§ TEXT SHOWN
◆ ◆ ◆ ◆ ◆ ◆ ◆

6) Brief facts: The case of RNRL:
(a) In 1973, late Dhirubhai Ambani set up the RIL consisting of oil, gas, refining and exploration, textile, yarn, polyster, petrochemicals and communication business with his two sons Mukesh Ambani and Anil Ambani. In the year 1999, the Government of India announced a New Exploration and Licensing Policy, 1999, (in short "NELP"). This policy provided that various petroleum blocks could be awarded for exploration, development, and production of petroleum and gas to private entities.
(b) It is the policy of the Government that Petroleum Resources which may exist in the territorial waters, the continental shelf, and the exclusive economic zone of India be discovered and exploited with utmost expedition in the overall interest of India and in accordance with good International Petroleum Industry Practice.
(c) In the same year, i.e. 1999, RIL has formed a Consortium with NIKO. Their consortium was the successful bidder for Block KG-D6 and was called the Contractor.
(d) On 24.03.2000, Reliance Platforms Communications.com Private Limited was incorporated which was changed to Global Fuel Management Services Limited and now called "Reliance Natural Resources Limited (RNRL).
(e) A Production Sharing Contract (in short "PSC") has been entered into between the Government of India and the Contractor on 12.04.2000. The PSC, as recorded, is within the contract area identified as Block KG DWN-98-3. KG-D6 is situated offshore coasts of Andhra Pradesh in the Indian Ocean. Such blocks are called "Deep Water Exploration Blocks". The exploration in such areas require employment of highly skilled and experienced technical personnel and an extremely expensive and time-consuming exercise. As recorded, all exploration expenses required to locate petroleum resources have to be borne by the Contractor. Therefore, the Contractor is bound to incur huge cost and resources for discovery of reserves in the area at their risk. The exploration activities are still in progress, the first gas deal expected in June 2008. As per the PSC, all the expenses relating to the exploration, development and production of cost incurred by the Contractor can only be recovered from the petroleum/gas actually produced and sold by the Contractor. The Contractor has freedom to sell the gas produced from the block subject to the adjustment and the terms of profit sharing between the Government and the RIL as set out in the PSC.

◆ ◆ ◆ ◆ ◆ ◆ ◆

§ DATA SEGMENT
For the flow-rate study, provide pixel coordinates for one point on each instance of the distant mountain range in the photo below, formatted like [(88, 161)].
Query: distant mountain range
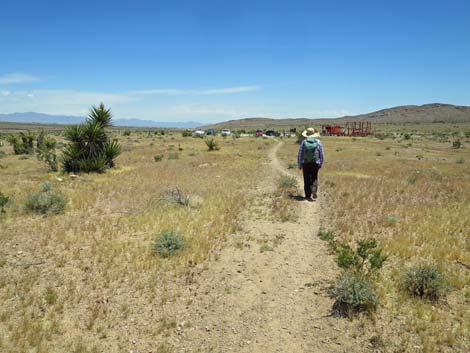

◆ ◆ ◆ ◆ ◆ ◆ ◆

§ REQUEST
According to the brief facts of the RNRL case, on what date did the Government of India and the Contractor enter into the Production Sharing Contract? The listing is not needed for this.

§ TASK OUTPUT
On 12.04.2000.